== Extracted text
The RCMP recommended charges against the main police investigator and two paramedics for failing to report a child in need of protection. But the Criminal Justice Branch rejected the report and decided there was no substantial likelihood of convention from the Delta incident. Case closed.

When the incident happened, the Delta Police Department was under the command of Chief Jim Cessford. The retired Cessford was appointed a WorkSafeBC director in 2015 and, in September, lost to Delta Coun. Ian Paton for the BC Liberal nomination in Delta South.

Instead of simply implementing all of Turpel-Lafond’s recommendations from “Paige’s Story,” Clark sought to undermine the watchdog.

At the BC Liberal cabinet’s September 2015 meeting with the province’s First Nations chiefs, Clark named Grand Chief Edward John the special advisor on aboriginal children’s welfare. She gave the one-time NDP Children and Family Development minister until the end of March 2016 to earn his $100,000 plus $25,000 expense contract and tender a report.

Documents released under Freedom of Information show that the ink was barely dry on John’s Sept. 8, 2015 contract before the first of many amendments. It was modified in October 2015 to give him a $10,000 raise and it named him as a delegate of the director under the Child, Family and Community Service Act. John also got an indemnity agreement, a subcontract for the First Nations Summit and loan of a laptop computer.
====
== Given information
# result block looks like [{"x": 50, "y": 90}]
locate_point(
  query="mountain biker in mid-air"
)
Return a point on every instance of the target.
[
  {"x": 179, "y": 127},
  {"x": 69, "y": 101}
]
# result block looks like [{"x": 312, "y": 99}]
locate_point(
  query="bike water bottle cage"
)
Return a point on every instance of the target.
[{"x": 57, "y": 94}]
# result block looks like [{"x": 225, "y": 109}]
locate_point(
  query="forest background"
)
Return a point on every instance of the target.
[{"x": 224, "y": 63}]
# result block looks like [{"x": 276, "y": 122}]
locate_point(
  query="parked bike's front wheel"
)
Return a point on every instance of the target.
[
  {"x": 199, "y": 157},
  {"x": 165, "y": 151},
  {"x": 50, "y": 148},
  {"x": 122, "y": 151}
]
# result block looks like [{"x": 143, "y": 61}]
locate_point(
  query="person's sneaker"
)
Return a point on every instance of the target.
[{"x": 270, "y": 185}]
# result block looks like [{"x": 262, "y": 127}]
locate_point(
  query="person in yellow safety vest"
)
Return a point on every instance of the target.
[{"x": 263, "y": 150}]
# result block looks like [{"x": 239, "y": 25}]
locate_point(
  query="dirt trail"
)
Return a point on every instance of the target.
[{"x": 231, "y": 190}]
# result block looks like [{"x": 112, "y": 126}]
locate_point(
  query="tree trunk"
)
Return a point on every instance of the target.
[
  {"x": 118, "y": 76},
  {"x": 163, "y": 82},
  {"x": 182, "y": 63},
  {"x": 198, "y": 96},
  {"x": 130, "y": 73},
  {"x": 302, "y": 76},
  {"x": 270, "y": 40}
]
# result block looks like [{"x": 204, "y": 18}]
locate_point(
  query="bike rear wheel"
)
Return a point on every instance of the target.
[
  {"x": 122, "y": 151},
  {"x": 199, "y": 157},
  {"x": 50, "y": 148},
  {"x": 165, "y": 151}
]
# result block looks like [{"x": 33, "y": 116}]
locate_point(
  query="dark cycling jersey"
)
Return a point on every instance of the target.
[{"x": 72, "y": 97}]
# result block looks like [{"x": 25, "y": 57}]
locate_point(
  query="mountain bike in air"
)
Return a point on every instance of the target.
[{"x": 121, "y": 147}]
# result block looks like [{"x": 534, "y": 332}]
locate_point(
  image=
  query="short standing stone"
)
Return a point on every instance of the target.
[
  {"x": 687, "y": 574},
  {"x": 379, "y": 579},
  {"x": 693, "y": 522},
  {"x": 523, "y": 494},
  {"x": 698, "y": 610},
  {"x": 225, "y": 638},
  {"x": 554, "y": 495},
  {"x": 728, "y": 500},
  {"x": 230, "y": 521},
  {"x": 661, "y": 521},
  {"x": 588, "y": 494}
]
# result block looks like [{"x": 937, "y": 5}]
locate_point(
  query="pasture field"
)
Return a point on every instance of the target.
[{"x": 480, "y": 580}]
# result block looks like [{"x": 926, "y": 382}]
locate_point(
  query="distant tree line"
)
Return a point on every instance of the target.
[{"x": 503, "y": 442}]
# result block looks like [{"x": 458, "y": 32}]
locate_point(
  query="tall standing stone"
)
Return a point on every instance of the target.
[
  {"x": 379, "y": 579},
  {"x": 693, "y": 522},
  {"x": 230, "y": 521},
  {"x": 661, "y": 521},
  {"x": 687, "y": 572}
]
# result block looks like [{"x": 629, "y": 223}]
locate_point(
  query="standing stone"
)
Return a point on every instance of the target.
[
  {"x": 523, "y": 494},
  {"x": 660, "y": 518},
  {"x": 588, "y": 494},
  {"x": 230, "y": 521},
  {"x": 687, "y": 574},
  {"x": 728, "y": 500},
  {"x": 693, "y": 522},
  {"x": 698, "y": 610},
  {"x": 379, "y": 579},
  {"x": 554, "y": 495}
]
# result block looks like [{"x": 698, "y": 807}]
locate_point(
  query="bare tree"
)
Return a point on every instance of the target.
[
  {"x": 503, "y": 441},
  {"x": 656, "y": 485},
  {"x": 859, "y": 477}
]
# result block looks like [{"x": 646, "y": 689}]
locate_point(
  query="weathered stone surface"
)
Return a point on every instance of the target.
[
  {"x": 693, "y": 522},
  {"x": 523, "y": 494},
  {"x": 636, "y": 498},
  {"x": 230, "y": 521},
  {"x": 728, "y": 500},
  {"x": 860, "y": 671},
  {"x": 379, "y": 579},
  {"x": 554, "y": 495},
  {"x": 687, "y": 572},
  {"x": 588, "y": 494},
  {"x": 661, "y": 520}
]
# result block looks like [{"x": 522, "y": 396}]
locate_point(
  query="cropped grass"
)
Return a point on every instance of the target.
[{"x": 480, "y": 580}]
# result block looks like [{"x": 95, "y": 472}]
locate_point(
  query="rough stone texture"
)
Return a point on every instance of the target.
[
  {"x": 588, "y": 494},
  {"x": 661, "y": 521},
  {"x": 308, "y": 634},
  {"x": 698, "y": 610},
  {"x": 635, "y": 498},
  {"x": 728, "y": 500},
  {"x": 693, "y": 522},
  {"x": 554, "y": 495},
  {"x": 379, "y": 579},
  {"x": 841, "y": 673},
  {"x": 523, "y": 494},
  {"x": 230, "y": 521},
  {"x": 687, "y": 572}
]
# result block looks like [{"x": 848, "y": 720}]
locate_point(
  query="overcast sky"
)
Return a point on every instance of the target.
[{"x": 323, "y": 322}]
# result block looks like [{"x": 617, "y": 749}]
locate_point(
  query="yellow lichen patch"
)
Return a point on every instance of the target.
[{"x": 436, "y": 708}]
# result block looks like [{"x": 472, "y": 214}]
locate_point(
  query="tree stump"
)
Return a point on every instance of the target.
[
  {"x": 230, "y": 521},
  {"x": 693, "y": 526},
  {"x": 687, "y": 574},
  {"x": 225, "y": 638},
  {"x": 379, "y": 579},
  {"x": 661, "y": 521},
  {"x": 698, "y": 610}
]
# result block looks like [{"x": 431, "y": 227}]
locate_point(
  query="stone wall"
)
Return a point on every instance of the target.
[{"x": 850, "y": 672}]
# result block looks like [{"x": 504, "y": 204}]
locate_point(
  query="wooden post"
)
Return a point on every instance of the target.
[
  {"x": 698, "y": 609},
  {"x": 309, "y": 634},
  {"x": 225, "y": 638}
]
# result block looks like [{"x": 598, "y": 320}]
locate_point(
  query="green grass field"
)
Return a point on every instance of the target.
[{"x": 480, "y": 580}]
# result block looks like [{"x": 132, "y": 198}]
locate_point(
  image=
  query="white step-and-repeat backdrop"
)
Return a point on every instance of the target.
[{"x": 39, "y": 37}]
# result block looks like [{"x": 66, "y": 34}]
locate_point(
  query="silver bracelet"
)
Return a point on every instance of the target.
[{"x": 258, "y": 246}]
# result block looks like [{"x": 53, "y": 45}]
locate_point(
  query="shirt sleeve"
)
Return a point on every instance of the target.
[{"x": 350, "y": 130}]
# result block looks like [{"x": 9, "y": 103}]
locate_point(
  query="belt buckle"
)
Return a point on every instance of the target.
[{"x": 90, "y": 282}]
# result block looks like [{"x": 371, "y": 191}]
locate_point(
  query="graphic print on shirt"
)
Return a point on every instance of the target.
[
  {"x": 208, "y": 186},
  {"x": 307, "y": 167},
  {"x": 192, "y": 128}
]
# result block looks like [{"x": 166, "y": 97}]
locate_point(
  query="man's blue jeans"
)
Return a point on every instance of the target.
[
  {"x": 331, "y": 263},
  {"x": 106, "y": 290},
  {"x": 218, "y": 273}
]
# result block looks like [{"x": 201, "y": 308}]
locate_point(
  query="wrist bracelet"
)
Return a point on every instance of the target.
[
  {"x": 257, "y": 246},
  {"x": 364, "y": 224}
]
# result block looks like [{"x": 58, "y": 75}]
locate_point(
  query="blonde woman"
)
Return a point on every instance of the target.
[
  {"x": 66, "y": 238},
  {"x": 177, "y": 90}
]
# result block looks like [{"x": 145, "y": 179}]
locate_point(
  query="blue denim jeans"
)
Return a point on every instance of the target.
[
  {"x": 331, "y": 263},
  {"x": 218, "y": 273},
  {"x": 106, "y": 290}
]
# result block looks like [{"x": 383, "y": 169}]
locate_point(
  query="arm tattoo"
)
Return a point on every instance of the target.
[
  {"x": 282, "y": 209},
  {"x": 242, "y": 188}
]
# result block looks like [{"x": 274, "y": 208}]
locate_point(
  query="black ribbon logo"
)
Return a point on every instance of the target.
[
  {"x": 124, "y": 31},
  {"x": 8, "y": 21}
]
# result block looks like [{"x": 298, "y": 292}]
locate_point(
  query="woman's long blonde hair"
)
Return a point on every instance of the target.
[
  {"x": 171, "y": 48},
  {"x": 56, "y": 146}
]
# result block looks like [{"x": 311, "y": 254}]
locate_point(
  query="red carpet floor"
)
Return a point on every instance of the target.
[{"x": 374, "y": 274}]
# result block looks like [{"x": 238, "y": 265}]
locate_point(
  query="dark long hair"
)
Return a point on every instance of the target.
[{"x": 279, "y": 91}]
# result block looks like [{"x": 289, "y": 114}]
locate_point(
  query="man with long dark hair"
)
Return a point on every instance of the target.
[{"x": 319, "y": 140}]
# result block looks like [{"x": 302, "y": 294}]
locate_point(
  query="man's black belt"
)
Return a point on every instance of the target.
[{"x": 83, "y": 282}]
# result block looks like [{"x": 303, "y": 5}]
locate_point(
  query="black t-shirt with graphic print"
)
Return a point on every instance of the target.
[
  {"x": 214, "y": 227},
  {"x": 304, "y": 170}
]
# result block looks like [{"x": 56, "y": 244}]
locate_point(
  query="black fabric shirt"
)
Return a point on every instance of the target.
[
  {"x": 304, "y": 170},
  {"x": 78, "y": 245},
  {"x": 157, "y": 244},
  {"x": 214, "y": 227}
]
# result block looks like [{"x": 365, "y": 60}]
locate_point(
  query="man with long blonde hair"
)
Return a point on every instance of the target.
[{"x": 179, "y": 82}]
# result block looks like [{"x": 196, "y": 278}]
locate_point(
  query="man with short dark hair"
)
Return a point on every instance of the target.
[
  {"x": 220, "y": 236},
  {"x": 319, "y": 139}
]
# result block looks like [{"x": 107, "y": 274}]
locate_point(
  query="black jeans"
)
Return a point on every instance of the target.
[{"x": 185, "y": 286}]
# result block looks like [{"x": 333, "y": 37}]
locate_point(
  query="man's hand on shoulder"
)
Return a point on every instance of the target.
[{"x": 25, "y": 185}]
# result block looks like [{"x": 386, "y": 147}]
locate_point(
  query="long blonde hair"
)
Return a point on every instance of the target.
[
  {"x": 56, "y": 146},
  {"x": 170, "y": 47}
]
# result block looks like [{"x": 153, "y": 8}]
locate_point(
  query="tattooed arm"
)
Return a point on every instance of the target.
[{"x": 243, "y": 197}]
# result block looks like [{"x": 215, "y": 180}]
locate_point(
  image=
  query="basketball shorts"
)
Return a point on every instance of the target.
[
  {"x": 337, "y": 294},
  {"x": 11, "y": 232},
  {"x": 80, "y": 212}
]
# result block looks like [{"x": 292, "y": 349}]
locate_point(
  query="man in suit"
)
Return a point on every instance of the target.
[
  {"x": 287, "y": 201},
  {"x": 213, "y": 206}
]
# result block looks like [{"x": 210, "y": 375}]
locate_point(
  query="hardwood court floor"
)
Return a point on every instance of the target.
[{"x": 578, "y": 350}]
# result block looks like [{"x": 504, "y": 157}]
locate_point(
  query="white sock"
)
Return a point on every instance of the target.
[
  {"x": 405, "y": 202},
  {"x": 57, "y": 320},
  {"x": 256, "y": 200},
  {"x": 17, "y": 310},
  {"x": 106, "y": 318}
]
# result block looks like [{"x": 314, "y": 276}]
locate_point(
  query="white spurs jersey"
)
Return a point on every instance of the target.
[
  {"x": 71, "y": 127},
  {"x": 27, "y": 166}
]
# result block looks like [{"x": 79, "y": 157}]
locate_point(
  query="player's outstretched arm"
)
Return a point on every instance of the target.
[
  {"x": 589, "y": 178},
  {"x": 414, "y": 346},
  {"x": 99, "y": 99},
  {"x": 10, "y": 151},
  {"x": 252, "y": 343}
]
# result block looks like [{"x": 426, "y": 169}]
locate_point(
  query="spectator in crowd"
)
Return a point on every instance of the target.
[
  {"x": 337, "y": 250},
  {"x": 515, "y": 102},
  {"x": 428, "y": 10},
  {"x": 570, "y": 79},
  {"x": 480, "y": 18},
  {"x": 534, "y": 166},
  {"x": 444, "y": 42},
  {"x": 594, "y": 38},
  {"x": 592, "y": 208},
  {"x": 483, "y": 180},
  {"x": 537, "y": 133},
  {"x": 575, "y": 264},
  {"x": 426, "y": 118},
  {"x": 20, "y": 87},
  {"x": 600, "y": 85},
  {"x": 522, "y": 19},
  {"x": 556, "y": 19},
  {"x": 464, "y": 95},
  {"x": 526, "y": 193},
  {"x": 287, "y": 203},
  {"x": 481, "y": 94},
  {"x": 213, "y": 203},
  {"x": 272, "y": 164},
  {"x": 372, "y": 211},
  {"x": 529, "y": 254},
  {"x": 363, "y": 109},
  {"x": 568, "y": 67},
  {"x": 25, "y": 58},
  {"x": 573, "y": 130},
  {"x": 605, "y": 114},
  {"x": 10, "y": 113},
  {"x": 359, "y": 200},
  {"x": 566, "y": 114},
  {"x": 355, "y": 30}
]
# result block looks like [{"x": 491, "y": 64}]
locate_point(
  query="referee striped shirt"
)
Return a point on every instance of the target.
====
**Work instructions**
**1.** Decide whether each statement agrees with the passage about the Delta case and Grand Chief Edward John. Answer yes or no for each, quoting the deciding words of the passage exactly. (a) Jim Cessford won the BC Liberal nomination in Delta South. (b) Edward John's contract was modified in October 2015 to give him a $10,000 raise. (c) The RCMP recommended charges against the main police investigator and two paramedics.
**2.** Resume the passage about the Delta case and Grand Chief Edward John, starting right after its final sentence.

**Per-task answers**
**1.**
(a) No: "lost to Delta Coun. Ian Paton for the BC Liberal nomination in Delta South."
(b) Yes: "It was modified in October 2015 to give him a $10,000 raise"
(c) Yes: "The RCMP recommended charges against the main police investigator and two paramedics"

**2.**
Although he was paid in the range of a deputy minister, John has many other gigs. He is a member of a United Nations committee on indigenous culture and language who also attended last year’s UN climate change conference in Paris. He is also a key member of the Assembly of First Nations, the coalition of tribes that Clark wants to say yes to her program of industrial development, like LNG plants and pipelines.

With time running out in March, he was granted a delay to the end of July to deliver his final report. Near the end of June, it was delayed yet again, until the end of September.

The contract’s deliverables included monthly reports to Minister Stephanie Cadieux, but the only monthly reports produced were calendars of activities and notes about those activities. No preliminary recommendations were included. The Sept. 9, 2015 Project Status Report shows 52 meetings since John began, but the draft report was delayed with no explanation: “Writer has been working on the report but it remains an outstanding deliverable.”

It eventually did get done and, in a highly cynical move, the Clark government waited until Nov. 21 — with Turpel-Lafond out of office and Richard yet to begin his tenure — to finally release John’s report with a ceremony/news conference at Musqueam.

Clark exploited the occasion to pose for photos in front of John Lehmann, the former Globe and Mail, award-winning photojournalist hired by the BC Liberal Party re-election campaign committee.
John’s report, titled “Indigenous Resilience, Connectedness and Reunification – From Root Causes to Root Solutions,” contains 85 recommendations to help keep families together and reduce the need for children and youth to be in care; encourage a better federal/provincial funding agreement; increase early intervention services and access to judicial services; and deploy more more ministry staff to First Nations communities.

Turpel-Lafond had repeatedly recommended similar themes during her numerous reports that she tendered during her eight years in office.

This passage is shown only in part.